## DATA ENTRIES
********
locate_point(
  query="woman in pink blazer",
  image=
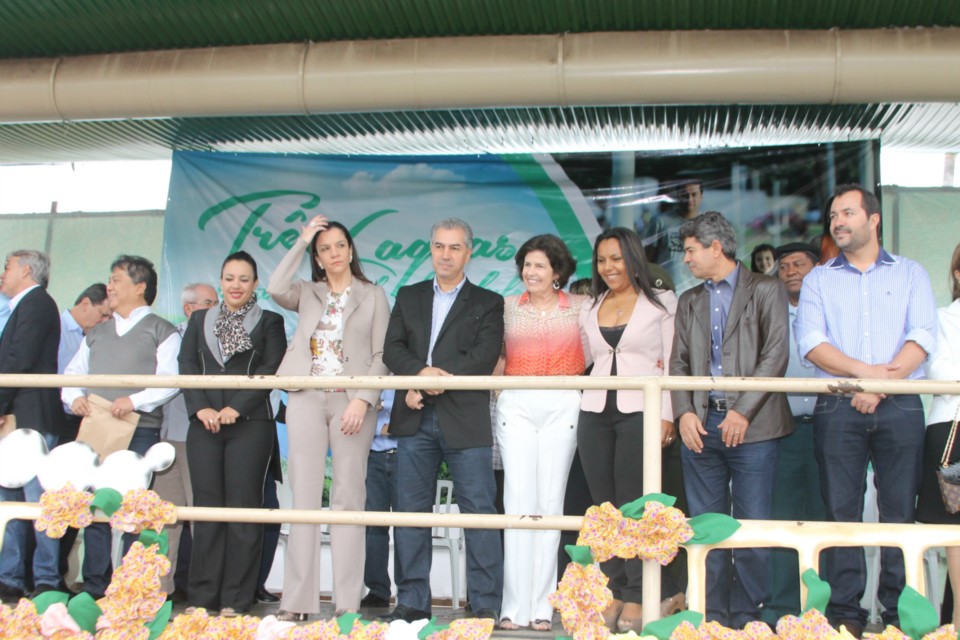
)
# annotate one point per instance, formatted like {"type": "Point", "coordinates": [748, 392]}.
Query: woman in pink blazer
{"type": "Point", "coordinates": [627, 330]}
{"type": "Point", "coordinates": [343, 321]}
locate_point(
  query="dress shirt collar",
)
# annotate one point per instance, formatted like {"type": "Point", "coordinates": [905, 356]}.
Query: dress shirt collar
{"type": "Point", "coordinates": [563, 303]}
{"type": "Point", "coordinates": [440, 292]}
{"type": "Point", "coordinates": [70, 323]}
{"type": "Point", "coordinates": [15, 300]}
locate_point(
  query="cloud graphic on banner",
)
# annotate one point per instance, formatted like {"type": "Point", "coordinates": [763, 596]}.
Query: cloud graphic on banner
********
## OBJECTIVE
Which lines in the records contain the string "blazer"? Report every such line in full; case counts.

## THE OUTPUT
  query="woman in pink blazer",
Query: woman in pink blazer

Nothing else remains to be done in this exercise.